■ EXERCISE REQUIREMENTS
Would you please retype, exactly, the lines of the listing below between the line with "Target: upper cabinet" and the line with "Mark one point on every instance of the window", inclusive?

[Opening EXERCISE INPUT section]

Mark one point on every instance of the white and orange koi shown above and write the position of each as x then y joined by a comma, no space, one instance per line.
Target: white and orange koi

[Closing EXERCISE INPUT section]
[Opening EXERCISE INPUT section]

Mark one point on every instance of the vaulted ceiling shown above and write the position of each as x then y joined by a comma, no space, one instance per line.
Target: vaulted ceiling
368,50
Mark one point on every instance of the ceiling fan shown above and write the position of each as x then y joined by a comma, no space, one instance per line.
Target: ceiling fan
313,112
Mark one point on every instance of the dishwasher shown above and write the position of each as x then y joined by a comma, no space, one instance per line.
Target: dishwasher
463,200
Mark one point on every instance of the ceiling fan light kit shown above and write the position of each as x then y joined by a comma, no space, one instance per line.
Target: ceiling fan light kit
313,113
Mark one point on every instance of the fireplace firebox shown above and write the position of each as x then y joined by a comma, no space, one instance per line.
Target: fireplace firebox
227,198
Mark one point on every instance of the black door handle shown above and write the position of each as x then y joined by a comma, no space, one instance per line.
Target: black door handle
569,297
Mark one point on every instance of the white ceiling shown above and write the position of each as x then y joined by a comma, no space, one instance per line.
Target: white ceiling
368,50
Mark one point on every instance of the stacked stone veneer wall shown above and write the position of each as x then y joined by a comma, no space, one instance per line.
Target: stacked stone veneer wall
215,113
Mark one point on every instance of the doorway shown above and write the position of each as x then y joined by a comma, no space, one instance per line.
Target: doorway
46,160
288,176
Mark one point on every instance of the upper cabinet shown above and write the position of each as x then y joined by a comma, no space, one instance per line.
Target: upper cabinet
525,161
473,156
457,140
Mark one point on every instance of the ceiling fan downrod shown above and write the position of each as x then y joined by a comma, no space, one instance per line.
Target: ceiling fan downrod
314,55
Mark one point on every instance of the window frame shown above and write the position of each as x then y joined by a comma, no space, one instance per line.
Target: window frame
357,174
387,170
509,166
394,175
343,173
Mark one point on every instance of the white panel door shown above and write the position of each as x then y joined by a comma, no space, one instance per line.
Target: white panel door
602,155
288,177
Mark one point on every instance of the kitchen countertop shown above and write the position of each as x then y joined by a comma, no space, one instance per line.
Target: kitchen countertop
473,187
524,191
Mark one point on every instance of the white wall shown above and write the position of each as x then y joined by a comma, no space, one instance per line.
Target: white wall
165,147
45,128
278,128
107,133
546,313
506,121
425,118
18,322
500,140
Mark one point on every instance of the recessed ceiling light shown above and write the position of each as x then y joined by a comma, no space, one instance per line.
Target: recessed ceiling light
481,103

[Closing EXERCISE INPUT section]

■ RESULT OF THE TASK
Target: upper cabinet
525,161
473,156
457,140
Mark one point on every instance of the ceiling fan downrod shown above and write the position of each as x then y joined by a comma, no space, one instance per line.
Target: ceiling fan downrod
314,55
Mark one point on every instance of the window frame shown above and write the position of each as x then y joined by a comma, no space, one instance per line.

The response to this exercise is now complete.